(Dataset records)
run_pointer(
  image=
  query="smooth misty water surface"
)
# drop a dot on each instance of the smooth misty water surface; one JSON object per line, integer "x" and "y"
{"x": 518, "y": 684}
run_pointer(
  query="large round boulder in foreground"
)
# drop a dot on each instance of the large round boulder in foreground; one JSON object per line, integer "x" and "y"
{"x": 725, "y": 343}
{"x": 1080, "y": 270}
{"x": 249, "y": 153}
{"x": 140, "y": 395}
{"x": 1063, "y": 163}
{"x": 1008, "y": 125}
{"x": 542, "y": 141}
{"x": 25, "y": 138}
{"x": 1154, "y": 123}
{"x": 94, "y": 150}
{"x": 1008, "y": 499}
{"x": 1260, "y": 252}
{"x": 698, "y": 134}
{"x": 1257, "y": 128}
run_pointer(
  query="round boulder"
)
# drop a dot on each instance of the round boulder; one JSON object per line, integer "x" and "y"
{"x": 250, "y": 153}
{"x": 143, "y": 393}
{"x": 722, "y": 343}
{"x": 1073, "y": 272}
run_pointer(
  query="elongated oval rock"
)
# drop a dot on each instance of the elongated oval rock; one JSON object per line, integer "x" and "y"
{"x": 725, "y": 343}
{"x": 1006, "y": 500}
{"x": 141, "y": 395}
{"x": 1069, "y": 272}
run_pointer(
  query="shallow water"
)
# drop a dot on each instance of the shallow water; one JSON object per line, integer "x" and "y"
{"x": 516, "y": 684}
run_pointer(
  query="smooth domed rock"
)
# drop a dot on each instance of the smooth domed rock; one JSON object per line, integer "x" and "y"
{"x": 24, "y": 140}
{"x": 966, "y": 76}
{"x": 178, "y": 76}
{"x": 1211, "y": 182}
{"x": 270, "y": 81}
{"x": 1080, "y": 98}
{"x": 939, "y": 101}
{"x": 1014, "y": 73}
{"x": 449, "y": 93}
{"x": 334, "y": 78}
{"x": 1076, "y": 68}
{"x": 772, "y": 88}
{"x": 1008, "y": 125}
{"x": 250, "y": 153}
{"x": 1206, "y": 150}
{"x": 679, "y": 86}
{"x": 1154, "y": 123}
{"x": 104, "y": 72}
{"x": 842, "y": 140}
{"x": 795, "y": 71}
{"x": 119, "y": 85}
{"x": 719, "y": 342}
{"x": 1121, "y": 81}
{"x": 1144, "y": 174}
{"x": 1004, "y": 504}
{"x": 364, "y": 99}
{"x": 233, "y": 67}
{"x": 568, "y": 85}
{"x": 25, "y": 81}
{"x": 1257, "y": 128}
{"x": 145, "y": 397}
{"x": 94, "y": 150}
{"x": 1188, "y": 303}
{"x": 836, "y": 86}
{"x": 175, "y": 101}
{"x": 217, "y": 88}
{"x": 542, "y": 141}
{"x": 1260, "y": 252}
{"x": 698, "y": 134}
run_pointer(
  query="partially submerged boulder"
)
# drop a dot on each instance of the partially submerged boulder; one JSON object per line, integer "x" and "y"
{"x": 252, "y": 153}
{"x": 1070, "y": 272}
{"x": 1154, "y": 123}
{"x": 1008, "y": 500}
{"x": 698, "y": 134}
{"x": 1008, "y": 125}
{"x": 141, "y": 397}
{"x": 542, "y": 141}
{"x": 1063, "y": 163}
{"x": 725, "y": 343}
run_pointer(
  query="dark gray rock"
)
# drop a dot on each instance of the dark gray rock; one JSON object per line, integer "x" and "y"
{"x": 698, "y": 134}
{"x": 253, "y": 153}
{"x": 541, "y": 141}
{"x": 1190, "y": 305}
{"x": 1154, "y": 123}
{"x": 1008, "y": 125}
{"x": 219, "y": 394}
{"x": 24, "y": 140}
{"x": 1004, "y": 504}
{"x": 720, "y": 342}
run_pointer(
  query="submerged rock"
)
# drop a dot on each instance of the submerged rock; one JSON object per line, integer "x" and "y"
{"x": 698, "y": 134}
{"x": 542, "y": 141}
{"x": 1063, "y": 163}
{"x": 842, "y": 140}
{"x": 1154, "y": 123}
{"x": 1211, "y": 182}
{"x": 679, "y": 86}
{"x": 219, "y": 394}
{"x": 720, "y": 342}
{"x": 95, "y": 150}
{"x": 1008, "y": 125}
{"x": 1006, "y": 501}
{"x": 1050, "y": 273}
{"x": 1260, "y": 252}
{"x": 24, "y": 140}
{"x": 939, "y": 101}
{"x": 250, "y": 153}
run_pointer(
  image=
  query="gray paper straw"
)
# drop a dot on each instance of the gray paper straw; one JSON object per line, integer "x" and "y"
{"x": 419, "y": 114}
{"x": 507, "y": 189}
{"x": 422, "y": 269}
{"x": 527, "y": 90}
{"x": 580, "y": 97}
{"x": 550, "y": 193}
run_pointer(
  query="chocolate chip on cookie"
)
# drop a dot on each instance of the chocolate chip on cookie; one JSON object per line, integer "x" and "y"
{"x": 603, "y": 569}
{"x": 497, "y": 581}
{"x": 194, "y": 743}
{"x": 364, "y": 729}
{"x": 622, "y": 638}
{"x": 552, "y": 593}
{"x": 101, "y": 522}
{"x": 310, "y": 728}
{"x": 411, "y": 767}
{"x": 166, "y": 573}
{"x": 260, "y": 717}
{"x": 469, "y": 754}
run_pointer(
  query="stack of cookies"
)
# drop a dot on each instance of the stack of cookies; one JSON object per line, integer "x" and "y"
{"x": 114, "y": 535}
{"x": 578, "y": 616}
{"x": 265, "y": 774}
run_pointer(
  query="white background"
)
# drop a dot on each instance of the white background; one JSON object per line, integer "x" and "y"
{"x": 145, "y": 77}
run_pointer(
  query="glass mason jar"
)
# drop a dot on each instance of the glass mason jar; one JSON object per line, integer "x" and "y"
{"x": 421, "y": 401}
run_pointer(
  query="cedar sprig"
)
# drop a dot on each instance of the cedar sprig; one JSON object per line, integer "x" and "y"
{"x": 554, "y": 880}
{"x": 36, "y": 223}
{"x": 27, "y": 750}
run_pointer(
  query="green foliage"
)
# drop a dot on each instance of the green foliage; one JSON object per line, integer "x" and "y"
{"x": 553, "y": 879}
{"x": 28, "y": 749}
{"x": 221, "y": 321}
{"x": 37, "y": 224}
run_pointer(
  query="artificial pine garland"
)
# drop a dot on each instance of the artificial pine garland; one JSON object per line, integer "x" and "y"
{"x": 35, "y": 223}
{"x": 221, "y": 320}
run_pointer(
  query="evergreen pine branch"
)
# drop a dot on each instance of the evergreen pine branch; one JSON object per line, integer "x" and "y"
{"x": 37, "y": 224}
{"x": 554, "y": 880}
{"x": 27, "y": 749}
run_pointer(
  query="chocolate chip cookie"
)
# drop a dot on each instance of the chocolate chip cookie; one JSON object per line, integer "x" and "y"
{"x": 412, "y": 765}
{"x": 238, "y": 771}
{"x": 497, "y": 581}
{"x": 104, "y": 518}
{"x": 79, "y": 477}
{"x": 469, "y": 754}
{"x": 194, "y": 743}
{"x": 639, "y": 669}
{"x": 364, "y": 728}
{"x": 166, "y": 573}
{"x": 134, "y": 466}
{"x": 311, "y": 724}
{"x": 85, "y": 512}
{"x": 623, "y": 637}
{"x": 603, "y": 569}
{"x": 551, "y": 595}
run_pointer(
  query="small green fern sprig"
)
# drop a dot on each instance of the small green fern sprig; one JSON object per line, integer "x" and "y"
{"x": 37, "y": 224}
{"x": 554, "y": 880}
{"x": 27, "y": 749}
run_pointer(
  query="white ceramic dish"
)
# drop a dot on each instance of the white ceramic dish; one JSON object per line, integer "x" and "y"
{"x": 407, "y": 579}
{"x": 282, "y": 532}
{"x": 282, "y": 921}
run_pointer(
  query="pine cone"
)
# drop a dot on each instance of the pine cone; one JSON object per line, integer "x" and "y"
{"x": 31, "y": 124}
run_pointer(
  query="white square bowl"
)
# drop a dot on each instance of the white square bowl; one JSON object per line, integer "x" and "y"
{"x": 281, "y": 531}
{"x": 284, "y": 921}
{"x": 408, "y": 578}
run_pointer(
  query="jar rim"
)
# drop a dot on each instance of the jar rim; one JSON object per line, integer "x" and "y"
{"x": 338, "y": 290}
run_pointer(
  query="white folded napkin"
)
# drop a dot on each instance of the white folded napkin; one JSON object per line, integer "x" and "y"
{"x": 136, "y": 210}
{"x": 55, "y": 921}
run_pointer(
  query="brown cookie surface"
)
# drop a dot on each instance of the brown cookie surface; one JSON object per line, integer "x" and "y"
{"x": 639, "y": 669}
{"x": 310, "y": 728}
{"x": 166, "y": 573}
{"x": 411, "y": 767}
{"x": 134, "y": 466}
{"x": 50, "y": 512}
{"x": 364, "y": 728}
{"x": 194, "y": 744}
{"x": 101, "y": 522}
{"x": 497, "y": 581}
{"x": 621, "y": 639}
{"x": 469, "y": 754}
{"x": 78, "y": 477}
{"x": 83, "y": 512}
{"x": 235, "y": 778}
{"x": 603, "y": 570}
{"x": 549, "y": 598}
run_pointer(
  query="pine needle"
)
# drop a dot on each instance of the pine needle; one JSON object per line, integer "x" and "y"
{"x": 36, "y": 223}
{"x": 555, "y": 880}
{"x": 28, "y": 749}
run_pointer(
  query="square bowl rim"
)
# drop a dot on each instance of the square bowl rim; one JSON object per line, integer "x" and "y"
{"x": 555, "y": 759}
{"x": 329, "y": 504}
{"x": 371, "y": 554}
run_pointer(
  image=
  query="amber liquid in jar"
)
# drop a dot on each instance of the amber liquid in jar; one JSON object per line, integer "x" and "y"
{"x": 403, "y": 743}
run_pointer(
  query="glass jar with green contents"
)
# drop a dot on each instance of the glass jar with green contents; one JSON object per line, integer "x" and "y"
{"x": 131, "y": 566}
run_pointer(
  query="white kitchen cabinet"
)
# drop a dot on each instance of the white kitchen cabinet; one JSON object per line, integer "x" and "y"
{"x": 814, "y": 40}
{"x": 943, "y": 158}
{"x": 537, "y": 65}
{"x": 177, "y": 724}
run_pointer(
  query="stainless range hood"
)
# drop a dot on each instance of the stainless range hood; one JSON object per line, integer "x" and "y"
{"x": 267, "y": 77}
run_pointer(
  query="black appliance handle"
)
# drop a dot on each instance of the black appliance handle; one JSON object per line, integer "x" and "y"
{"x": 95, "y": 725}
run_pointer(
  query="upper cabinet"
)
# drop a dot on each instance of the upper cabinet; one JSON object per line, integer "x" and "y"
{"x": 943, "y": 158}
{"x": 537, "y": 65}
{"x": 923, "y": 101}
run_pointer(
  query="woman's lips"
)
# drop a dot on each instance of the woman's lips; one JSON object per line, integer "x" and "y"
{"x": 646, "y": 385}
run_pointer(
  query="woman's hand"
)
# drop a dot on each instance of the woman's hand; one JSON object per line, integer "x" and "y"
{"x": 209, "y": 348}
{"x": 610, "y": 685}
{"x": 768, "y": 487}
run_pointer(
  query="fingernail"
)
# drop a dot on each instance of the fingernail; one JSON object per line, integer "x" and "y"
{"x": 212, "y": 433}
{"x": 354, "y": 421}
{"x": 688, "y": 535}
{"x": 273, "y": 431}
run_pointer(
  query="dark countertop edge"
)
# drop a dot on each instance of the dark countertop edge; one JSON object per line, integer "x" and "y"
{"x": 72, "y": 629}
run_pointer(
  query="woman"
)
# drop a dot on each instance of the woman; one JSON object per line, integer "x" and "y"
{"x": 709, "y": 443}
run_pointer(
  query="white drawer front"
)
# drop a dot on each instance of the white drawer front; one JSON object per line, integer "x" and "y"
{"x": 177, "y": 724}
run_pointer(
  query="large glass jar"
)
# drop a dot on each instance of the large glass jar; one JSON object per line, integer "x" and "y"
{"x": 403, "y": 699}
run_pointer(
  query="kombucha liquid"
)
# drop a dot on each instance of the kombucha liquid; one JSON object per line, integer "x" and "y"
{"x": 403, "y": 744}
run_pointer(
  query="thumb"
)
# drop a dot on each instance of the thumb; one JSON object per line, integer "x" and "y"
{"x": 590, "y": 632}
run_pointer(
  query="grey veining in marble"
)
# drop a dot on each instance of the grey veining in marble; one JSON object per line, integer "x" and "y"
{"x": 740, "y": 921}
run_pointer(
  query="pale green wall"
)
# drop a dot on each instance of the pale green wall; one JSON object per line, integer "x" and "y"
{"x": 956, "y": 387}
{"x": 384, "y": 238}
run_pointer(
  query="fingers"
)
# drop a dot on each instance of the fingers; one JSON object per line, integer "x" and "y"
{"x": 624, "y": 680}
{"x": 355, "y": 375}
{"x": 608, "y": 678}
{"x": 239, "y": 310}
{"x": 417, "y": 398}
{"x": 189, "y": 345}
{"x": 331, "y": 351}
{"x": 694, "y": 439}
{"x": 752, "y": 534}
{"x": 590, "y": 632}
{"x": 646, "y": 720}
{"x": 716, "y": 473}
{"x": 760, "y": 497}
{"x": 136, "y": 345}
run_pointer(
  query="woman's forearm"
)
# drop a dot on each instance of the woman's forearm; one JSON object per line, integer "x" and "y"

**TASK DIRECTIONS**:
Extract each line of the data above that contains the word "amber".

**ANSWER BELOW**:
  query="amber liquid in jar"
# drop a dot on each instance of the amber liquid in jar; one JSON object per line, integer "x" and "y"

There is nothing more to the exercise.